Work to complete :: The reply must reproduce each line below exactly.

Input for this task ::
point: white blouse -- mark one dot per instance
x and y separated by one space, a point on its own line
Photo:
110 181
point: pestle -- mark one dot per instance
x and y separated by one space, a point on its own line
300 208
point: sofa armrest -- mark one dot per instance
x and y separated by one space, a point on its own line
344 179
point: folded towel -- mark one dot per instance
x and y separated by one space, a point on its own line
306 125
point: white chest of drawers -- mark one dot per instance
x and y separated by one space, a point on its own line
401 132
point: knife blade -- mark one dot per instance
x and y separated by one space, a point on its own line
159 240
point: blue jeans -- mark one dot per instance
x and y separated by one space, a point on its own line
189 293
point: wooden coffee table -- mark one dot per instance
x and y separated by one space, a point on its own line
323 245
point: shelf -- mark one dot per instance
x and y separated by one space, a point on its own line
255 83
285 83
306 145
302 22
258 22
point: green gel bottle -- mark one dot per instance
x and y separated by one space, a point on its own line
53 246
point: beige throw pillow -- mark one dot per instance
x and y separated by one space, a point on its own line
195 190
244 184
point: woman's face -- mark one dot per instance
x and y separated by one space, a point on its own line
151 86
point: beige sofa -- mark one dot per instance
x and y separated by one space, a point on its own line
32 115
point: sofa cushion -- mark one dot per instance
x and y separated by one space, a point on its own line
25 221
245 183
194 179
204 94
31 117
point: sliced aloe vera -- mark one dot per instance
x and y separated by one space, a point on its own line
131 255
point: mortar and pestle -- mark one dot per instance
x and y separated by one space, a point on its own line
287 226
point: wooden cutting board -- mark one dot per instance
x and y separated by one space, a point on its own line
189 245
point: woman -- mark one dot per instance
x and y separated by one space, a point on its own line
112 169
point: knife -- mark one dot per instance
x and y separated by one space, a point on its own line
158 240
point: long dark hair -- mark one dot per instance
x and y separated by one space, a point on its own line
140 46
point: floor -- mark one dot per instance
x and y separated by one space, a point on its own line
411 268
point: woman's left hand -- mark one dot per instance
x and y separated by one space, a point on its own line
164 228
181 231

Task result ::
point: white blouse -- mark one dot per instance
x and y separated by one space, a point on its own line
Photo:
110 181
point: pestle -- mark one dot per instance
x and y separated by one space, a point on its own line
300 208
point: sofa armrest -- mark one dot per instance
x and y separated by one space, a point on its own line
344 179
point: folded towel -- mark one dot per instance
x and y separated by one space, a point on its own line
306 125
point: white chest of drawers -- mark one dot per instance
x and y separated by one space, a point on its own line
401 132
point: knife blade -- mark one dot per instance
x and y separated by one space, a point on its own line
159 240
point: blue jeans -- mark one dot per instance
x and y separated by one space, a point on its own line
189 293
point: wooden coffee table -- mark one dot per instance
x and y separated by one space, a point on its own line
323 245
point: shelf -- mark one dot per instance
x and y separated by one space, a point on its own line
255 83
285 83
306 145
302 22
258 22
point: green gel bottle -- mark one dot per instance
x and y separated by one space, a point on its own line
53 246
point: beige throw pillow -- mark one dot per instance
x and y separated by one space, a point on its own line
195 190
244 184
point: woman's face -- mark one dot per instance
x and y separated by one space, a point on its own line
151 86
point: beige sofa -- mark one dot per instance
x and y separated by one space, a point on its own line
32 115
point: sofa cushion -- mark one dot per instance
x and y separated by one space, a point on its own line
25 221
245 183
194 179
204 94
31 117
point: sliced aloe vera -- mark one dot per instance
x and y separated by one space, a point on its own line
131 255
point: mortar and pestle -- mark one dot per instance
x and y separated by one space, a point on its own line
287 226
point: wooden cutting board -- mark one dot per instance
x and y separated by one space, a point on its own line
189 245
point: woman -- mark one dot per instance
x and y separated by one space, a point on its own line
112 169
point: knife -- mark one dot per instance
x and y separated by one space, a point on its own line
158 240
point: long dark hair -- mark one dot per instance
x and y separated by one space, a point on its own line
140 46
point: floor -- mark one dot per instance
x and y separated by one space, a point on its own line
411 268
point: woman's left hand -- mark one dot per instance
x and y separated by one space, a point on its own line
164 228
181 231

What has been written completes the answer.